What do you do with a sick kid?

Zeb Update: There has been a jailbreak! It is my understanding that Zeb was last seen running down the hall clutching his discharge papers, with half a dozen doctors and nurses (and a few billing clerks!) in hot pursuit!

Actually Zeb was released late in the day, and since he lives about four hours from the hospital, he and his parents are staying in a local hotel overnight. They will head for home in the morning.

And now onto tonight’s post:

I had just shook my pastor’s hand yesterday morning when someone asked him where his wife was.

“She’s at home,” he said. “The kids have a bug.”

Bug? I thought. Ut-oh!

As I read the web pages of other families fighting heart defects, I can’t help but notice their strategies for avoiding illness: A good number of families almost went on full lockdown this winter. Perhaps that tactic has been in reaction to the H1N1 Flu that has been prevalent this year, or perhaps it is a yearly strategy.

________

> TASK PROMPT:
Please continue the blog post about handling a sick kid, starting right after its final sentence.

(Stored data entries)
________

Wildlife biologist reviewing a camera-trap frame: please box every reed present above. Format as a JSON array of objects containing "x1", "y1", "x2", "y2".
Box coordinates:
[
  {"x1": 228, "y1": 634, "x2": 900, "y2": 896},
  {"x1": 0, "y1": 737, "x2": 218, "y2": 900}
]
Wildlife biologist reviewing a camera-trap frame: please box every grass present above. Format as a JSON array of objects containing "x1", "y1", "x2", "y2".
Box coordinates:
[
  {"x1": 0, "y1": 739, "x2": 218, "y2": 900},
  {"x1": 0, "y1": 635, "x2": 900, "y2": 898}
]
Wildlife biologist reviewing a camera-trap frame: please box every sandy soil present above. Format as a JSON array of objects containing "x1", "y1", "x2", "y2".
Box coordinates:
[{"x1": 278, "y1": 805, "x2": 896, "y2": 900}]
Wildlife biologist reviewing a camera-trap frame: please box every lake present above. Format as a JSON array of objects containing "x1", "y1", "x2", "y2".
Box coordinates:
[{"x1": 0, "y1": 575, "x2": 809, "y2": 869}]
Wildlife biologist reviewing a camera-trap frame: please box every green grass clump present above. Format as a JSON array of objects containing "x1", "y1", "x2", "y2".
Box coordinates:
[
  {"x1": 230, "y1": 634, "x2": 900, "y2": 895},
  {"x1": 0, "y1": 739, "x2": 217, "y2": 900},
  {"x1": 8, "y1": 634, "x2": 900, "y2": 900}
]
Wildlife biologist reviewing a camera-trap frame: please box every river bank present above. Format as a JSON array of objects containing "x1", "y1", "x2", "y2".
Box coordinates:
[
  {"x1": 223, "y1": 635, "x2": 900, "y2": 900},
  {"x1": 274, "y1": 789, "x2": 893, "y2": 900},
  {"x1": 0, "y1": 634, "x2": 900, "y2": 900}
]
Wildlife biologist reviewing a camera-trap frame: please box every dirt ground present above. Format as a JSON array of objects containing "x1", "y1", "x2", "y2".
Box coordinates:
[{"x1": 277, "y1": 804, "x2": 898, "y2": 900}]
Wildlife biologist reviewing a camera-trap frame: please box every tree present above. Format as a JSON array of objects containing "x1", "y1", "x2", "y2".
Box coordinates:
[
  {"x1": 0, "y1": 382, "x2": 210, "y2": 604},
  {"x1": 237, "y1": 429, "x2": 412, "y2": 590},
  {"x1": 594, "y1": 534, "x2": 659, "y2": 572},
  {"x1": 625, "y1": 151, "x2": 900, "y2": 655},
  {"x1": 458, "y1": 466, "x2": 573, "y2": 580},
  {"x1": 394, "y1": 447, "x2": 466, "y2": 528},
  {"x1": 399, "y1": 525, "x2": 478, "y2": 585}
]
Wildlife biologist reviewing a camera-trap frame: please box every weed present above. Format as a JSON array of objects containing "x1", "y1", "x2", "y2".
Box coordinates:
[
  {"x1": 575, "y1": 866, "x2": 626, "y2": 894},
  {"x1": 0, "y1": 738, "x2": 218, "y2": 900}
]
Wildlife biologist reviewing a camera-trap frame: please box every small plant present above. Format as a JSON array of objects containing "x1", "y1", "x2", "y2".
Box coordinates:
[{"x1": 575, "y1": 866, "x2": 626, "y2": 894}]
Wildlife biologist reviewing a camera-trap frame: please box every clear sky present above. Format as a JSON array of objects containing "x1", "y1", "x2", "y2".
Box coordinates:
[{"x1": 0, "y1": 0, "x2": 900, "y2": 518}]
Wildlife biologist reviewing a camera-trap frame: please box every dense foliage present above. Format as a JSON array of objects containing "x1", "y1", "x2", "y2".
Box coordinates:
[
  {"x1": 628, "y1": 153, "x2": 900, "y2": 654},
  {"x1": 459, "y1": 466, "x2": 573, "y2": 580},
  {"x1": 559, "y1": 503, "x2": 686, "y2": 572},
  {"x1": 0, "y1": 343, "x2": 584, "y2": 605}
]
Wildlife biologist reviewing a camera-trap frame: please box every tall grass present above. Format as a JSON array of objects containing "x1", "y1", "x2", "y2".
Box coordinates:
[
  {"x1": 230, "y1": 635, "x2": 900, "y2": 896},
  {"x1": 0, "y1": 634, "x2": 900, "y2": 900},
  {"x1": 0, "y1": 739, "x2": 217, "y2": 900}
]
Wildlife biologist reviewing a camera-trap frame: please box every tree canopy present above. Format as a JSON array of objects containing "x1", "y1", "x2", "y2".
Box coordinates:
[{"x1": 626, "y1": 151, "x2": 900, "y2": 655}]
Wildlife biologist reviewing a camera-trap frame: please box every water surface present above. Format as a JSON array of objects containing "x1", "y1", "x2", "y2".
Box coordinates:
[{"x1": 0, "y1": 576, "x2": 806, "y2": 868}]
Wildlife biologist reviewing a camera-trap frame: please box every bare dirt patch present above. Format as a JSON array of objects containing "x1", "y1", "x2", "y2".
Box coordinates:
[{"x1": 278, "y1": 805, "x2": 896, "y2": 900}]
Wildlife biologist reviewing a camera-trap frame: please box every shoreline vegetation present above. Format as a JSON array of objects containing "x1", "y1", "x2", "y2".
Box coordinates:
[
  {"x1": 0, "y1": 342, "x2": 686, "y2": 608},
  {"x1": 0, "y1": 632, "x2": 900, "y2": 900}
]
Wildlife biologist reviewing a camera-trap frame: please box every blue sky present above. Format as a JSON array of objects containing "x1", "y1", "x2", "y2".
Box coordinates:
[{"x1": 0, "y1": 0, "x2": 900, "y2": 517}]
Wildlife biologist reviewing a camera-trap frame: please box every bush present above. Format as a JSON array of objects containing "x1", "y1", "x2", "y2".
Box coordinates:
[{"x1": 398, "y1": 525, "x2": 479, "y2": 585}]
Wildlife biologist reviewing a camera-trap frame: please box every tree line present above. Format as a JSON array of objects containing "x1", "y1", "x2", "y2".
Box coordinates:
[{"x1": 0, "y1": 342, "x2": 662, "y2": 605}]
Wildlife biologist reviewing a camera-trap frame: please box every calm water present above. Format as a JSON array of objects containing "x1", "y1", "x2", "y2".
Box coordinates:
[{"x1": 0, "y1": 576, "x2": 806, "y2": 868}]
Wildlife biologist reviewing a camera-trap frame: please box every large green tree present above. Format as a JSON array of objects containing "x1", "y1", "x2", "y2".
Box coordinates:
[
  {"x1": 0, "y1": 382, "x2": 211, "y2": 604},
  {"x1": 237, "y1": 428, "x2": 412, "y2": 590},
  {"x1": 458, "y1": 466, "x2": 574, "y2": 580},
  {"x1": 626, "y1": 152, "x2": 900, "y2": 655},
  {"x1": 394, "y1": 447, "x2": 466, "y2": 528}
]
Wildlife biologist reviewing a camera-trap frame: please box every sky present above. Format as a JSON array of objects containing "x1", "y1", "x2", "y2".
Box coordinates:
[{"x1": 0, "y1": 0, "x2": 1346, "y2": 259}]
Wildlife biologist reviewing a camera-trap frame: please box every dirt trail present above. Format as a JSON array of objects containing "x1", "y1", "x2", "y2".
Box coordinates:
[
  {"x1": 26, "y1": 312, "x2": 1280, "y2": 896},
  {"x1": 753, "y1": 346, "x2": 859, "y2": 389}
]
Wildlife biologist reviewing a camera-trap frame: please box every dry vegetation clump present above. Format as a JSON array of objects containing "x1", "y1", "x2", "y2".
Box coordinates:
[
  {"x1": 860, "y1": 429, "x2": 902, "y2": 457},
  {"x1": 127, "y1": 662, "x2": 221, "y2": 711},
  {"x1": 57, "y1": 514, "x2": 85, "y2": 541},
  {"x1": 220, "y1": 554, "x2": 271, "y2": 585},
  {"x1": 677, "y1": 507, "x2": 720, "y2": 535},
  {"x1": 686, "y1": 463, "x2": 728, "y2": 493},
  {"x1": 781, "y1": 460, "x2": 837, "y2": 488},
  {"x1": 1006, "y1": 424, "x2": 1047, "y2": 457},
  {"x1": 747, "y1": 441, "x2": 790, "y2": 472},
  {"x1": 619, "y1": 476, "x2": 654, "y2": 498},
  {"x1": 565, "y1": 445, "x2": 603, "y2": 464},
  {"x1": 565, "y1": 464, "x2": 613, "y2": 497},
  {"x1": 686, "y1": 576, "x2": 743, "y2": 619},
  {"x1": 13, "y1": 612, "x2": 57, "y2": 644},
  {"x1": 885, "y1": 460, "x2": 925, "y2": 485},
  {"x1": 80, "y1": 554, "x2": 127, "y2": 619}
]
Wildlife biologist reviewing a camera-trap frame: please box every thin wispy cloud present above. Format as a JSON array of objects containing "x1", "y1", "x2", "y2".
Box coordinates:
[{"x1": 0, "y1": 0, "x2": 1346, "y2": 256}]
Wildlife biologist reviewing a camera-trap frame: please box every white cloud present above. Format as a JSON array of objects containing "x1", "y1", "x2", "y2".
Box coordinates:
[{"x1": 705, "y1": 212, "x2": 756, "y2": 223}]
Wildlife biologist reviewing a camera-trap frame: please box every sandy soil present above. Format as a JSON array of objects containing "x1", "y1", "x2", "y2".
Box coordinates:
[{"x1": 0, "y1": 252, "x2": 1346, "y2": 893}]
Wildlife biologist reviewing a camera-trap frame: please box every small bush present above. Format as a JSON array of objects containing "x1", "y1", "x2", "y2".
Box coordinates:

________

> RESULT FOR THIS EXERCISE:
One thing a Cardiac Kid doesn’t need is a cold or the flu, but I didn’t take any unusual precautions when I was growing up. Of course I followed my parents rules about not hanging around with people who were obviously ill, and I remember missing the occasional church service or high school basketball game because there was something going around.

I’m not saying that I’m right and everyone else is wrong – Knowledge about Heart Defects has really grown since I was a child; back then most of our questions was answered with the phrase “I don’t know.” And since no one knew, it seemed that the best thing to do was to carry on as usual – until something changed. (We did take my doctor’s advice, after my second operation in 1977 I didn’t leave the house for at least a month. And I am told that after my 1967 operation it was quite a while before my parents took me to church – and as soon as the Pastor said the final “Amen!” Momma picked me up and sprinted for the car!)

We weren’t following the rulebook because there really wasn’t a rulebook to follow. One of the funnier moments occurred when my dad asked a cardiologist what over the counter cold remedies I could take that would not affect my medication. “Kleenex,” the doctor replied.)

I’ve been lucky, I somehow manage to avoid most winter illnesses, or else have a “mild” case of it. I may have a mild case but it really does a number on my system if I catch it! The best thing to do then is just STOP – it’s going to run its course, so I try not to get in the way. I get my doctor approved Kleenex, settle down on the couch, and start looking for good movies on the TV.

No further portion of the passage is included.